And there goes all that supposed good will I built up

It was raining again, today though I dressed appropriately, I have a wide selection of coats thanks to my parents, my mother has bought me dull, functional ones that I like and my father has bought me a bunch of gaudy paki ones that really aren’t me but I may wear once or twice. Travelling to work I had to stand, the young paki female in front of me was looking at a video featuring an imam and a Pakistani flag.

Work was fine, I was able to talk to a few people, the girl to the left of me asked for help again, the chatty guy to the right was easy to communicate with, I think I may have even initiated once, he said goodbye to me which was nice. Another colleague used my name, like it but they know people like it when you use their names, that’s why they do it.

Had a chance to talk to the trans person during lunch, they sat near me this time, this time it wasn’t the lack of guts but rather I thought my conversation starter was weak, I can’t imagine anything better coming to me soon. In a nice little twist of fate however, we did end up talking to each other later in the day, she was askingthee chatty guy for some help, I butted in as I thought I could help and I was comfortable around the chatty guy (I need to assess why this is), it turned out I had some insight but not enough, I ended up mumbling to myself as he was called away, while talking, she seemed to be smiling at first, which was nice to see, has bad skin though but I think that of everyone once I get a close look at them. Might be easier to talk in the future, I overall felt bad about myself when it was over.

• RAW DATA:

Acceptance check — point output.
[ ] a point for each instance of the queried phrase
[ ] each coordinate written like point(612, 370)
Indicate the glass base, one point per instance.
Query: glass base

* * *

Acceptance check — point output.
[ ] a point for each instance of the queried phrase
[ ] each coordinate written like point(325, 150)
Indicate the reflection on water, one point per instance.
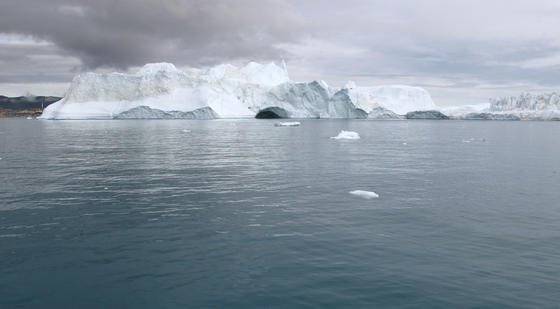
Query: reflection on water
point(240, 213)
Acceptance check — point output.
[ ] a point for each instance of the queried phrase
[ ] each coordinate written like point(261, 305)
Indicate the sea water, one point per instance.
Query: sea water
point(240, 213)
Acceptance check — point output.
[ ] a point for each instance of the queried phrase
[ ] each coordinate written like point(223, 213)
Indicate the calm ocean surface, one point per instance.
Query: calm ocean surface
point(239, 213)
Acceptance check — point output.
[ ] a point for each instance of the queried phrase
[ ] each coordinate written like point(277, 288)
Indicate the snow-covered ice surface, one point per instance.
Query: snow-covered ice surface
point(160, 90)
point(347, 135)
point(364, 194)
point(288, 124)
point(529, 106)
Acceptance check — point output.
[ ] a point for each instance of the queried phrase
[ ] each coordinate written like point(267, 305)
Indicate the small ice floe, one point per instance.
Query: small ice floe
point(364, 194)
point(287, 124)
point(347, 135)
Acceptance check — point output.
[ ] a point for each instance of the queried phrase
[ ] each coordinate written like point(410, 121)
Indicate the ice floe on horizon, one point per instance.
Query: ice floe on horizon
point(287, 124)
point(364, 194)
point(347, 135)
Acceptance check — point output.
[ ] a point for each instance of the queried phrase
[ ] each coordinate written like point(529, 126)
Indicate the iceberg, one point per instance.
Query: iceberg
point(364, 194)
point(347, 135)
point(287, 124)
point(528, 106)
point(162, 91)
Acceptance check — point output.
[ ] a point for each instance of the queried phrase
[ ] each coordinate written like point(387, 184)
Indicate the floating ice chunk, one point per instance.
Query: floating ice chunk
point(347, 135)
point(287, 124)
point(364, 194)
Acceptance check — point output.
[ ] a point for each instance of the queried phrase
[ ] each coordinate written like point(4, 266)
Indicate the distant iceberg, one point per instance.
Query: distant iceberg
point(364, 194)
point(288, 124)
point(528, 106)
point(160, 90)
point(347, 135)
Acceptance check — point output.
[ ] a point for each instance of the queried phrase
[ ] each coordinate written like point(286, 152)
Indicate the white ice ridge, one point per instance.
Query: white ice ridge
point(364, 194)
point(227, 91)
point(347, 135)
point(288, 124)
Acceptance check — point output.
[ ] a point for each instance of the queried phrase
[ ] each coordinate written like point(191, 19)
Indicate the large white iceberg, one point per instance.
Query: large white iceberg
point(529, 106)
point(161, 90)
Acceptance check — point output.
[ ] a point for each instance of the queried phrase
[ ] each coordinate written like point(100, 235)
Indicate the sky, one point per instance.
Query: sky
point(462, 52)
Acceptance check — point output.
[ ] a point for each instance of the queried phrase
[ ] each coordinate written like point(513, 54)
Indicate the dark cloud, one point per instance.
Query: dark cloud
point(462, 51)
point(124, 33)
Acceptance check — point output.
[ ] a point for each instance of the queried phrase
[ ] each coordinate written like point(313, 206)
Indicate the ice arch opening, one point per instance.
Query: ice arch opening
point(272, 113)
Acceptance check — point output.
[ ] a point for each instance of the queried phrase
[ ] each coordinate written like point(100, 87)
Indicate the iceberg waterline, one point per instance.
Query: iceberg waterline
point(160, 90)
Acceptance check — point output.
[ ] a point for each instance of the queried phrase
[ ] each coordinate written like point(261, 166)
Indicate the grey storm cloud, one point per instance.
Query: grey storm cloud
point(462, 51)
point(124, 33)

• COMPLETE THE FOLLOWING:
**1)** Print the passage of the diary entry between "It was raining" and "a Pakistani flag.", inclusive.
**2)** Answer these questions from the diary entry:
(a) What was the weather like that day?
(b) Who said goodbye to the writer at work?
(c) When did the writer first have a chance to talk to the trans person?
**3)** Name each individual person, other than the writer, mentioned in the diary entry's paragraph that begins "Work was fine".

• SOLUTIONS TO THE TASKS:
**1)**
It was raining again, today though I dressed appropriately, I have a wide selection of coats thanks to my parents, my mother has bought me dull, functional ones that I like and my father has bought me a bunch of gaudy paki ones that really aren’t me but I may wear once or twice. Travelling to work I had to stand, the young paki female in front of me was looking at a video featuring an imam and a Pakistani flag.

**2)**
(a) It was raining again.
(b) The chatty guy to the writer's right.
(c) During lunch.

**3)** The girl to the left of the writer, the chatty guy to the right, and another colleague who used the writer's name.